:: Document passage ::

Eric Kneepkens, Careerforce Apprenticeship Advisor for Nelson, Tasman, Marlborough and West Coast Regions, shares what he would normally cover in a programme introduction for new apprentices that would also work for other Careerforce training programmes.


  1. What is industry training and how does it work?

Eric says, “if they haven’t heard of apprenticeship or industry training, it’s important they understand that it’s all workplace-based training.” He explains that observations, assessments, all the situations and examples that they’ll use throughout the programme are contextualised to what they do on a day-to-day basis.

“Industry training is not about an observer or assessor following you around on your day to day role. It’s about what is naturally occurring on a day to day basis as you carry out tasks as part of your role.”


  1. The programme basics:

Staff undergoing training needs to know the:

  • Actual qualification they are going to achieve.
  • Expected length of the programme.
  • Skills or competencies that are being developed and recognised.
  • Requirements of the programme.

Eric explains that it is important that these are discussed upfront, so employers have the opportunity to identify any additional supports an employee may need and for staff to have the right expectations.

“So that we are not setting someone up to fail, we need make sure that the programme is appropriate to the role they’re employed in; that they understand the literacy and numeracy requirements; and that they understand the modules and how they can apply their learning.”

:::
:: Excerpted records ::

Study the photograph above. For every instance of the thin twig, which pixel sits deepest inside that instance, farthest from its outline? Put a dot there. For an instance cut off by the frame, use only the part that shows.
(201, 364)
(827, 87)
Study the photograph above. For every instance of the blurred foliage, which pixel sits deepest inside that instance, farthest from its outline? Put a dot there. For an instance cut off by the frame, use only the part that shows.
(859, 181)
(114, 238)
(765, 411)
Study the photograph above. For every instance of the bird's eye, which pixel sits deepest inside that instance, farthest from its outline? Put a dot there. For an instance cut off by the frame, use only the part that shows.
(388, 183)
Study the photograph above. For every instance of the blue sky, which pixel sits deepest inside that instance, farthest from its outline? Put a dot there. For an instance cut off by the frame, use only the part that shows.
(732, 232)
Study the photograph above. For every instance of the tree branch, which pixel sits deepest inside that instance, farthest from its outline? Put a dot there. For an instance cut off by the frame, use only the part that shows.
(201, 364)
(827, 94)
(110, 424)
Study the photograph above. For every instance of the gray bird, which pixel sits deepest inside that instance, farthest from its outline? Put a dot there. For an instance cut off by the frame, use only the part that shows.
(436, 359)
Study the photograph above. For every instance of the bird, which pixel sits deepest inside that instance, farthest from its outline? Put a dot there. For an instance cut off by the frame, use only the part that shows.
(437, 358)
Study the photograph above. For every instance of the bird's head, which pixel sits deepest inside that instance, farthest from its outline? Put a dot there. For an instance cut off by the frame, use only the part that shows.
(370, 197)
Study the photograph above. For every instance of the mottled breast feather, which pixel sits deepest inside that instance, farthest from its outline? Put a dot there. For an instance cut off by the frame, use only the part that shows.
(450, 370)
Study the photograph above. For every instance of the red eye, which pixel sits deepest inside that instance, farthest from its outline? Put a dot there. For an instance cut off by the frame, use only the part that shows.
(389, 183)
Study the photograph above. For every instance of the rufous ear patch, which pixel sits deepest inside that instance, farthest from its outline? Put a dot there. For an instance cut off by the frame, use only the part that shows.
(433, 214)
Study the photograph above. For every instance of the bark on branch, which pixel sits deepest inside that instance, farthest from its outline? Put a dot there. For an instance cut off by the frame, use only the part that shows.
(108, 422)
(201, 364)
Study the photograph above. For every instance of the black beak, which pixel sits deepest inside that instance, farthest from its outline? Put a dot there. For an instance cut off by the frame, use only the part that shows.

:::

- Task requirements
**a)** Quote everything in the apprenticeship passage from "1. What is industry" down to "developed and recognised.".
**b)** Find each line of the records that contains the word "blurred", with case counting, and copy those lines.
The apprenticeship passage and the records are separate, unrelated material.

- Solutions by task
**a)**
1. What is industry training and how does it work?

Eric says, “if they haven’t heard of apprenticeship or industry training, it’s important they understand that it’s all workplace-based training.” He explains that observations, assessments, all the situations and examples that they’ll use throughout the programme are contextualised to what they do on a day-to-day basis.

“Industry training is not about an observer or assessor following you around on your day to day role. It’s about what is naturally occurring on a day to day basis as you carry out tasks as part of your role.”


  1. The programme basics:

Staff undergoing training needs to know the:

  • Actual qualification they are going to achieve.
  • Expected length of the programme.
  • Skills or competencies that are being developed and recognised.

**b)**
Study the photograph above. For every instance of the blurred foliage, which pixel sits deepest inside that instance, farthest from its outline? Put a dot there. For an instance cut off by the frame, use only the part that shows.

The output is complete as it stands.